___ EXCERPT PROVIDED

期刊名称:Proceedings of the National Academy of Sciences
印刷版ISSN:0027-8424
电子版ISSN:1091-6490
出版年度:2022
卷号:119
期号:9
DOI:10.1073/pnas.2117774119
语种:English
出版社:The National Academy of Sciences of the United States of America
摘要:Significance
Whether animal neurons or plant cellular valves (called stomata), specialized cell-type differentiation is directed by the lineage-specific basic helix–loop–helix (bHLH) transcription factors that typically form heterodimers with ubiquitous bHLH proteins. How does a broadly expressed bHLH protein switch its lineage-specific heterodimeric partners? Here we identify a structural module, called the ACT-like domain, in the plant bHLH protein SCREAM. This domain plays a role in partner bHLH selectivity and is critical for the proliferation-to-differentiation switch within the cell lineages to make stomata, plant cellular valves for gas exchange and water control. Our work provides mechanistic insight into how plant transcription factors control cell-fate specification through an unanticipated heterodimeric partner selectivity interface.

______
___ SUPPLIED RECORDS

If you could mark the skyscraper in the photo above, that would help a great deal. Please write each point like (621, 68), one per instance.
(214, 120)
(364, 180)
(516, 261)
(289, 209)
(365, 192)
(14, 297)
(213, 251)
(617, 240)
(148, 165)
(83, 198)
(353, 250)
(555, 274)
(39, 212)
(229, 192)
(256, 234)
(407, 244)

______

■ **TASKS AND EXERCISES**:
**A.** Condense the paragraph of the abstract on SCREAM that begins "Whether animal neurons or plant cellular valves" into a short bulleted list that keeps its main facts.
**B.** Answer these from the abstract on SCREAM:
(i) What are the volume and issue numbers?
(ii) Which organization is listed as the publisher?
(iii) What structural module was identified in SCREAM?
The items are separate material and are unrelated to the abstract on SCREAM.

■ **SOLUTIONS TO THE TASKS**:
**A.**
- Specialized cell types, such as animal neurons and plant stomata, arise under the direction of lineage-specific bHLH transcription factors, which usually pair with ubiquitous bHLH proteins.
- The open question is how a broadly expressed bHLH protein switches between lineage-specific partners.
- The study identifies an ACT-like domain in the plant bHLH protein SCREAM.
- This domain helps select bHLH partners and is critical for the switch from proliferation to differentiation in the lineages that form stomata, which control gas exchange and water.
- The finding shows how plant transcription factors control cell fate through an unexpected partner-selectivity interface.

**B.**
(i) Volume 119, issue 9.
(ii) The National Academy of Sciences of the United States of America.
(iii) The ACT-like domain.